= CHALLENGE =
Starting with the line that contains "Tag the window frame", write out each line through the end of the listing, unchanged. Output nothing else.
● ● ● ● ●
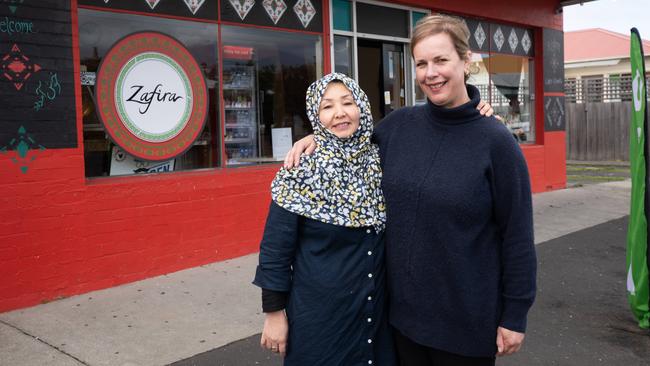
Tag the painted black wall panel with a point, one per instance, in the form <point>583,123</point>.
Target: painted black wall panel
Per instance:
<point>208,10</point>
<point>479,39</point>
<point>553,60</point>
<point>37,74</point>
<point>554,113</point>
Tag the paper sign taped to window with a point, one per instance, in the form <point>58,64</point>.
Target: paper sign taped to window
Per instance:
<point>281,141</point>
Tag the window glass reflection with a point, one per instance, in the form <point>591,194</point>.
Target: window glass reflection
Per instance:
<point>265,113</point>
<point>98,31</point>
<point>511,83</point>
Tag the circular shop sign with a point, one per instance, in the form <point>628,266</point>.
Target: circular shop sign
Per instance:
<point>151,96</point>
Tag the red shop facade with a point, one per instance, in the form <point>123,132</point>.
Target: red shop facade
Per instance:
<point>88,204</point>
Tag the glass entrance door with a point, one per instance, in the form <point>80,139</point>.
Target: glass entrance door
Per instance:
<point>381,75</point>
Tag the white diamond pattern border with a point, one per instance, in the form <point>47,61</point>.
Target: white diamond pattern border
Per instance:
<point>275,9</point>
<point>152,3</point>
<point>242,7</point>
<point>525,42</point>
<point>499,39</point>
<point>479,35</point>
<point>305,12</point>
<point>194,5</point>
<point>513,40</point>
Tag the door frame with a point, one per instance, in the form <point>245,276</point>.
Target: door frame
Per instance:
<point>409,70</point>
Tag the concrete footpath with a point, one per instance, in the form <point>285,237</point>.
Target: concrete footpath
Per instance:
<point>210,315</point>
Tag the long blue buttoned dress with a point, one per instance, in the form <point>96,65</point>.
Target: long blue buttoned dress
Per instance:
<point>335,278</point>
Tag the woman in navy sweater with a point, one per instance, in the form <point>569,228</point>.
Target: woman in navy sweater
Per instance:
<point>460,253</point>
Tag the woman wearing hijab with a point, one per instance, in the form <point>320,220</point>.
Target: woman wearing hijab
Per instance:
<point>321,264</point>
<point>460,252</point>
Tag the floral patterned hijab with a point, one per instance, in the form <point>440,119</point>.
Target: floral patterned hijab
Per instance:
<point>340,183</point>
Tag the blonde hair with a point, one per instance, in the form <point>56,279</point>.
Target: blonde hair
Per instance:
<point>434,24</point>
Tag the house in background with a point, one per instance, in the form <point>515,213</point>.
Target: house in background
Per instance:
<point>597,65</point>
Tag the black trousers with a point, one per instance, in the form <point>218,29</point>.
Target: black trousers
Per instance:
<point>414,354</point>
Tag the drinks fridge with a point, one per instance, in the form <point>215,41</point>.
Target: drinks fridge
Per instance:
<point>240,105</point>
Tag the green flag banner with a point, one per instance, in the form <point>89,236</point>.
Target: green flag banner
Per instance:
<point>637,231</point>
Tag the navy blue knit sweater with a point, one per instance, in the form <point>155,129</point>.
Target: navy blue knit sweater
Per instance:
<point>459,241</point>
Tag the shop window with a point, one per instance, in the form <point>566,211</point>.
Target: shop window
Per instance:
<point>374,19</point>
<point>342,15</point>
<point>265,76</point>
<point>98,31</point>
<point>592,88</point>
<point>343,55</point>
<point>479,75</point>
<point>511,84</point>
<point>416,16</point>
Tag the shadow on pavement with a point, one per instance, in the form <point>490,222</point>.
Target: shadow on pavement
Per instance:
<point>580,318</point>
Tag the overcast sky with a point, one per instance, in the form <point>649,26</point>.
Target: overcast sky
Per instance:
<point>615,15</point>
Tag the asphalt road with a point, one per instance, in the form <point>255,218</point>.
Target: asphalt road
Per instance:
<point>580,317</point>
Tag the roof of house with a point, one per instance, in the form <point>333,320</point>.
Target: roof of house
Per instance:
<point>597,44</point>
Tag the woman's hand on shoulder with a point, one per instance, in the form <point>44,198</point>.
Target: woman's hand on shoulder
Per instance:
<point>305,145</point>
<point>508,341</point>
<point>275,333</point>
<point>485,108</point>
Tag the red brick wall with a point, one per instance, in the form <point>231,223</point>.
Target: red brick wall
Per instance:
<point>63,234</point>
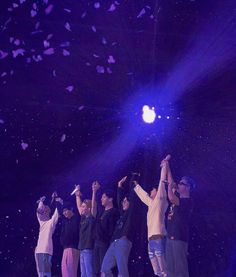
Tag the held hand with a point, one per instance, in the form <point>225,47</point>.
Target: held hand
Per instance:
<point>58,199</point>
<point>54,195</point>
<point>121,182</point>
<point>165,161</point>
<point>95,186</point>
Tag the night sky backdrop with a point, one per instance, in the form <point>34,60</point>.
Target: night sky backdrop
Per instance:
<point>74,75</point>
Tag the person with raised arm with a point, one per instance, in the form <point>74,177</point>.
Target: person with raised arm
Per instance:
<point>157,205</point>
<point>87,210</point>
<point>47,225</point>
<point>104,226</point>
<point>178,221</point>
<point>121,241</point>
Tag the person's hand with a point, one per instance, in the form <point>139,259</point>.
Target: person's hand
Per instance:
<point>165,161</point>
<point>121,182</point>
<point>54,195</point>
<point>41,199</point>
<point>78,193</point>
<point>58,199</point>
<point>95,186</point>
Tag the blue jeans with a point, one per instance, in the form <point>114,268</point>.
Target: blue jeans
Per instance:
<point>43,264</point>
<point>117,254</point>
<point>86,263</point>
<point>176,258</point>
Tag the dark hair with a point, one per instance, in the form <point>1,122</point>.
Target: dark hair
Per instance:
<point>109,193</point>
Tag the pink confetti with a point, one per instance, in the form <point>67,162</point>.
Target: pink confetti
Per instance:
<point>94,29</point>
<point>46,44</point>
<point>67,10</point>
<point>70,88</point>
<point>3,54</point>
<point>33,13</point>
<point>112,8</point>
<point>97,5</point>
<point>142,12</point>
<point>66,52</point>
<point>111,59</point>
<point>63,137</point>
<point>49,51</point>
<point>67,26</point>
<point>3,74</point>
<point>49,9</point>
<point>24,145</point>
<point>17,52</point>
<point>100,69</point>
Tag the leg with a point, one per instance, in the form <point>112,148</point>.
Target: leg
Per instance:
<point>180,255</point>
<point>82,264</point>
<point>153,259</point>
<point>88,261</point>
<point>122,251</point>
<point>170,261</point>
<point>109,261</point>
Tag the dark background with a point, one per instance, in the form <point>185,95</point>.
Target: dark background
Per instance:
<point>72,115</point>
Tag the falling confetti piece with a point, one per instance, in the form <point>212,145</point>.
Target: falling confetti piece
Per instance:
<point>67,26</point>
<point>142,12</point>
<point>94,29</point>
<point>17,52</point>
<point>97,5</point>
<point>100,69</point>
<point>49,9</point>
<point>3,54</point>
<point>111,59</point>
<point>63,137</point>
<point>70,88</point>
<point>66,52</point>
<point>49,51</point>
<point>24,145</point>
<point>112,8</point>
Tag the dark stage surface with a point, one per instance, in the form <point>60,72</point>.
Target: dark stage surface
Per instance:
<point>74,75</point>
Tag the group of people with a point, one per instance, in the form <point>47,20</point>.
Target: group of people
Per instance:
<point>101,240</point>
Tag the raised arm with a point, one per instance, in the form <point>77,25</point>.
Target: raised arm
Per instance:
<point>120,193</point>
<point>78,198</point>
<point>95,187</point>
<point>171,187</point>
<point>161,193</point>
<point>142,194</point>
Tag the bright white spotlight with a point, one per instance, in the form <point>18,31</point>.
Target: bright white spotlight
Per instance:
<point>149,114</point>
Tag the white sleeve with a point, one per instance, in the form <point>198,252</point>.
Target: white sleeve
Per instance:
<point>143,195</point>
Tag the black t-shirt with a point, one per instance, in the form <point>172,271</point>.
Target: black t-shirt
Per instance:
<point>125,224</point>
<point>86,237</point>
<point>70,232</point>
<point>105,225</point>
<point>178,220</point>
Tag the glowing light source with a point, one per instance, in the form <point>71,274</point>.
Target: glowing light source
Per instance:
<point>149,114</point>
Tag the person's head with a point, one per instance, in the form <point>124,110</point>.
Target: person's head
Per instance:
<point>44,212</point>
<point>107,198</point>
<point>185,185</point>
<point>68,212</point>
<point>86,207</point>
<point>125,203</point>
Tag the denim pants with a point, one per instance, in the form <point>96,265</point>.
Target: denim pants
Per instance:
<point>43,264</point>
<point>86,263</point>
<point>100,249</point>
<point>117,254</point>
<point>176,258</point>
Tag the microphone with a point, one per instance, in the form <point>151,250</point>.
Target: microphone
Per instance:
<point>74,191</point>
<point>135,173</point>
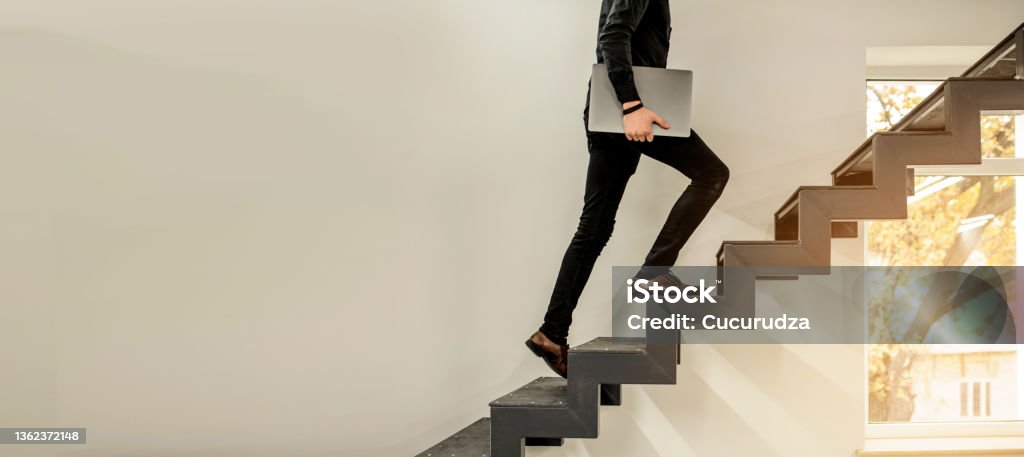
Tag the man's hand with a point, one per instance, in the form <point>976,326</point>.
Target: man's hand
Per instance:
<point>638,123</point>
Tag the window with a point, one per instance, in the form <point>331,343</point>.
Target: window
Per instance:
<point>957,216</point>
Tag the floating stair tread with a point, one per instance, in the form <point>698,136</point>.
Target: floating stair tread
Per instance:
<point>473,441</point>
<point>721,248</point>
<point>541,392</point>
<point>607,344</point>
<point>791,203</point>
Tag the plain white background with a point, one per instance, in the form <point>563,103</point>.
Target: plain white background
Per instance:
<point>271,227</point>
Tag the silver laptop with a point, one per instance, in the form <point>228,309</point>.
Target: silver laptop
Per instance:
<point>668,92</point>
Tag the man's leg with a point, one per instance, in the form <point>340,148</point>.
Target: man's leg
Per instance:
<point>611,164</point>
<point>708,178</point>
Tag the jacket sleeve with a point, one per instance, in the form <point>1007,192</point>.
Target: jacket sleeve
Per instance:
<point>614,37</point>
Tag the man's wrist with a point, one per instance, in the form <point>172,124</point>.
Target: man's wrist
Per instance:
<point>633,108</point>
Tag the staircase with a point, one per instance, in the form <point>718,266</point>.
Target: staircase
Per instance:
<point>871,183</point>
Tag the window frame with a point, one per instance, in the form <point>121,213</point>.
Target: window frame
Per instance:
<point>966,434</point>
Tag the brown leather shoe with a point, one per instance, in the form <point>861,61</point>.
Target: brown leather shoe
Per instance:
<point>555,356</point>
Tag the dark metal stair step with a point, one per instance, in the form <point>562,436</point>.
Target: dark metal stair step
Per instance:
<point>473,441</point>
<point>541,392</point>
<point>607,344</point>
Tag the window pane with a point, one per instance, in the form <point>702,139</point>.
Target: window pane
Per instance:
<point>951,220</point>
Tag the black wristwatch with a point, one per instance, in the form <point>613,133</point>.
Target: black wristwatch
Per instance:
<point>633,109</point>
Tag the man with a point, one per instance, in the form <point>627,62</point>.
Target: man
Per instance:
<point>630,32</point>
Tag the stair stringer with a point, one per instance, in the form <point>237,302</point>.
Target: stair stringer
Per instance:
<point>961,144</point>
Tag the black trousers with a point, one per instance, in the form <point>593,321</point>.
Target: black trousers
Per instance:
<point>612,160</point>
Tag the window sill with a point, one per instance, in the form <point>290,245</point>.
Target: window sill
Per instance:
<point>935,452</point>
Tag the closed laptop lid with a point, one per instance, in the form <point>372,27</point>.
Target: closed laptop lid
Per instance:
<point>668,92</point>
● ● ● ● ●
= FINAL RESULT =
Tag the window frame with a point, one per instance, in the form <point>121,213</point>.
Target: window frame
Per instance:
<point>966,434</point>
Tag the brown leather shoe with a point, one per instance, in the form <point>861,61</point>.
Target: brown leather shoe
Per instance:
<point>555,356</point>
Tag the dark metal stair step with a point, one per instance, in the form <point>562,436</point>.
Target: dark metal stair step
Per instance:
<point>473,441</point>
<point>541,392</point>
<point>607,344</point>
Tag the window pane with a point, one per instance, in the form <point>702,139</point>.
Target: window pane
Per instance:
<point>951,220</point>
Tag the black wristwatch with a point, one per instance, in the form <point>613,133</point>.
Target: black wristwatch
Per instance:
<point>633,109</point>
Tag the man with a point, one per instance, in the form <point>627,62</point>.
Target: man
Per instance:
<point>630,32</point>
Tag the stair stringer with a point, one per instance, in the form <point>237,302</point>.
Target: stair stringer
Per instance:
<point>961,144</point>
Tag the black trousers with a point, one per instance, in the form <point>593,321</point>.
Target: black trousers
Per instance:
<point>612,160</point>
Tag the window sill with a point, one per instance, in the form <point>290,245</point>.
Target: window sill
Per instance:
<point>935,452</point>
Tag the closed laptop lid with a point, one per instance, in the form <point>372,27</point>.
Target: closed laptop lid
Per instance:
<point>668,92</point>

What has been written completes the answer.